Extrait fourni
# # # # #
En 1971, la guerre du Vietnam entamait son agonie et se dirigeait, du point de vue du gouvernement américain, vers une conclusion hautement insatisfaisante. Cette même année, le Dr. Henry Kissinger fit un voyage secret à Pékin, s’envolant d’un aéroport militaire au Pakistan. Ce fut suivi du sommet conjoint Nixon-Kissinger de 1972, qui culmina dans la poignée de main historique de Nixon à Mao Zedong, achevant par là le pivotement civilisationnel de la Chine, qui s’écartait de l’URSS pour se tourner vers l’Occident. Avec le recul, cette ouverture dramatique n’a pu être correctement caractérisée que comme un coup de poignard dans le dos de l’URSS, à la fois géopolitique et idéologique. Le corps rigide et en décomposition de l’URSS ne s’est jamais remis de cette blessure, conduisant à son effondrement final, dû à une multitude de causes internes et externes, deux décennies plus tard.
# # # # #
Données fournies
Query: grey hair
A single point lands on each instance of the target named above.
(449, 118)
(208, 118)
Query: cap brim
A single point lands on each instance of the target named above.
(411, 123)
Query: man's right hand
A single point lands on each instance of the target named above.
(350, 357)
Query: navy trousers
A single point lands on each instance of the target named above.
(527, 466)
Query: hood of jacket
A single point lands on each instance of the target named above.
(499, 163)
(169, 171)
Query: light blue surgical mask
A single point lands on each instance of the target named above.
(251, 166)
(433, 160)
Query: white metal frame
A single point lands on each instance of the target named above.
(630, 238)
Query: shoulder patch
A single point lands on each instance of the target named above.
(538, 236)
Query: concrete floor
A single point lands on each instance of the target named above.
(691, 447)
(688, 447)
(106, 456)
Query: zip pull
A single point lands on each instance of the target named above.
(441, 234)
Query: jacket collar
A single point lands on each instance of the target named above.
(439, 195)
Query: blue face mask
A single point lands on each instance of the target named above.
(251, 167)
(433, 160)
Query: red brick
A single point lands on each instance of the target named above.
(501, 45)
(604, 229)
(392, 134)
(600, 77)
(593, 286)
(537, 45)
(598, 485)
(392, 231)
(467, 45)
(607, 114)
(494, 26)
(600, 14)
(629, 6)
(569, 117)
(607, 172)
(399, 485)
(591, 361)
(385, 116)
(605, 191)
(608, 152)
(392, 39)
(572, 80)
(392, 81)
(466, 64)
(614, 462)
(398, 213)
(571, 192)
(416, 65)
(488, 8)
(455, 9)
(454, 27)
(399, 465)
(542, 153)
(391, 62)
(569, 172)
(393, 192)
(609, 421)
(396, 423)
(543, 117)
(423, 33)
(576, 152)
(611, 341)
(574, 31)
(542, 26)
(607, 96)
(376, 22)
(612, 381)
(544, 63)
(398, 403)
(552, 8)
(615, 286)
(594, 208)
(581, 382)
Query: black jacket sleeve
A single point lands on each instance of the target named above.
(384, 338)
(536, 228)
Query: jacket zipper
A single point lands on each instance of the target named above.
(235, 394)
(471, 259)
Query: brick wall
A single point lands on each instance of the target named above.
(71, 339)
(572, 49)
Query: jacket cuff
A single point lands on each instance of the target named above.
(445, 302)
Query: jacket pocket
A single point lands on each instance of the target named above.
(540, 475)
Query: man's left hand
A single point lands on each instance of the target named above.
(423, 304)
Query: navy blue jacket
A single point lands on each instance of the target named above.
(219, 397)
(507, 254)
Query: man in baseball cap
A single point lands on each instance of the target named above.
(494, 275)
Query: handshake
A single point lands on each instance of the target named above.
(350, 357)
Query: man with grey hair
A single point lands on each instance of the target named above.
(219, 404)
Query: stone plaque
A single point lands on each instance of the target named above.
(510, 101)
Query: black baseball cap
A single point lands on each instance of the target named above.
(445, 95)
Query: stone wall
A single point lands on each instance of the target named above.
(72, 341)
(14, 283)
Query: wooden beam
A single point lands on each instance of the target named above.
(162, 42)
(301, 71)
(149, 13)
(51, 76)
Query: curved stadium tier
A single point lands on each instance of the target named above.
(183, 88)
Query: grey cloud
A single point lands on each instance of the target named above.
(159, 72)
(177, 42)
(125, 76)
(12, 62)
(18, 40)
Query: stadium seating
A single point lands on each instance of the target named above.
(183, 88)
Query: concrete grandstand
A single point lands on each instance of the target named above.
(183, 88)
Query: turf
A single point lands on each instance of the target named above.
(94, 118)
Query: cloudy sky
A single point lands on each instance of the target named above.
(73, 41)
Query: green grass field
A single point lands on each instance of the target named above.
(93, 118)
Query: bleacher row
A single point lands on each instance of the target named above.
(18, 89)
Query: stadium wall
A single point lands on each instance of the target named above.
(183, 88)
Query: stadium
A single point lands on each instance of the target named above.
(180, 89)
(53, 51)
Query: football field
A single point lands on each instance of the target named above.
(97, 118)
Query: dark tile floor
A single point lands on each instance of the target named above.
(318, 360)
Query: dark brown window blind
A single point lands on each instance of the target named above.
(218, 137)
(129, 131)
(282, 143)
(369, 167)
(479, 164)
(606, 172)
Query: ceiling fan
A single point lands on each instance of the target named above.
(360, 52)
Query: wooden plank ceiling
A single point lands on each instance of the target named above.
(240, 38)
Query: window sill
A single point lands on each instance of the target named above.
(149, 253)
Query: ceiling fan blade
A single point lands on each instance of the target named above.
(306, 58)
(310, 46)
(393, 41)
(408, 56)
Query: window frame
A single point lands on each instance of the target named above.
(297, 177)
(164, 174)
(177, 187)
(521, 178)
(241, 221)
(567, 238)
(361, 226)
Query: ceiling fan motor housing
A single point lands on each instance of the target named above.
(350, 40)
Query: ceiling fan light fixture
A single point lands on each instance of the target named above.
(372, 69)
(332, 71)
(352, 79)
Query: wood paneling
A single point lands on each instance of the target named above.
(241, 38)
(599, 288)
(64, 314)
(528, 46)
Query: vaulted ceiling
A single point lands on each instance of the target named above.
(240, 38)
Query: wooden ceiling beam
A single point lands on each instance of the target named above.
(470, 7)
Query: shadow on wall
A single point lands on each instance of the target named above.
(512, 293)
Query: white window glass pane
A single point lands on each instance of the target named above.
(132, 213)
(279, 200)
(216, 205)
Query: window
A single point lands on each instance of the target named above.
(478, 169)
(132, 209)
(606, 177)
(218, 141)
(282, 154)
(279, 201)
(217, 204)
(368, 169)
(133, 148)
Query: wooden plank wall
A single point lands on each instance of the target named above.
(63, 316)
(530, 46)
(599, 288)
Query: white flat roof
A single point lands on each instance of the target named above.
# # # # #
Objectif A
Réponds à ces questions d'après l'extrait sur le rapprochement sino-américain :
(i) D'où Henry Kissinger s'est-il envolé pour son voyage secret à Pékin ?
(ii) En quelle année s'est tenu le sommet conjoint Nixon-Kissinger ?
(iii) Combien de temps plus tard l'effondrement final de l'URSS est-il survenu ?
Objectif B
Récris sous forme de liste le paragraphe de l'extrait sur le rapprochement sino-américain qui commence par « En 1971, la guerre du Vietnam », en conservant ses faits principaux.
Objectif C
Écris la suite de l'extrait sur le rapprochement sino-américain, à partir de sa dernière phrase.
Les lignes forment un matériau distinct de l'extrait sur le rapprochement sino-américain.

Résultat A
(i) D'un aéroport militaire au Pakistan.
(ii) En 1972.
(iii) Deux décennies plus tard.

Résultat B
- En 1971, la guerre du Vietnam entre dans son agonie et va, pour le gouvernement américain, vers une issue très insatisfaisante.
- La même année, Henry Kissinger se rend secrètement à Pékin depuis un aéroport militaire au Pakistan.
- En 1972, le sommet Nixon-Kissinger culmine dans la poignée de main entre Nixon et Mao Zedong.
- La Chine achève ainsi son pivotement civilisationnel : elle s'écarte de l'URSS et se tourne vers l'Occident.
- Cette ouverture est décrite comme un coup de poignard dans le dos de l'URSS, géopolitique et idéologique.
- L'URSS ne s'en remet jamais et s'effondre deux décennies plus tard, sous l'effet de multiples causes internes et externes.

Résultat C
A la fin de février 2014, juste au moment où l’Ukraine tentait de s’écarter de la Russie pour se tourner vers l’Occident, j’ai interviewé un capitaine important du Secteur Droit, groupe ukrainien national-extrémiste de style néo-nazi. L’homme, robuste, avait l’air agressif dans sa tenue paramilitaire, il était arrivé avec des gardes du corps mais s’est montré ensuite assez aimable. Il était particulièrement heureux de me voir parce que j’ai l’air d’un Chinois. Il parlait le russe, à contrecœur, après avoir annoncé qu’il en avait honte. (C’est typique ; les Ukrainiens utilisent l’ukrainien pour débiter leurs balivernes chauvines, mais lorsqu’ils ont besoin de donner du sens à ce qu’ils disent, ils parlent russe.) Il a dit qu’il avait servi dans l’Armée rouge et qu’il avait été affecté en Extrême-Orient, sur la frontière chinoise. Il a exprimé son espoir que la Chine ferait bientôt quelque chose de très gros en Sibérie.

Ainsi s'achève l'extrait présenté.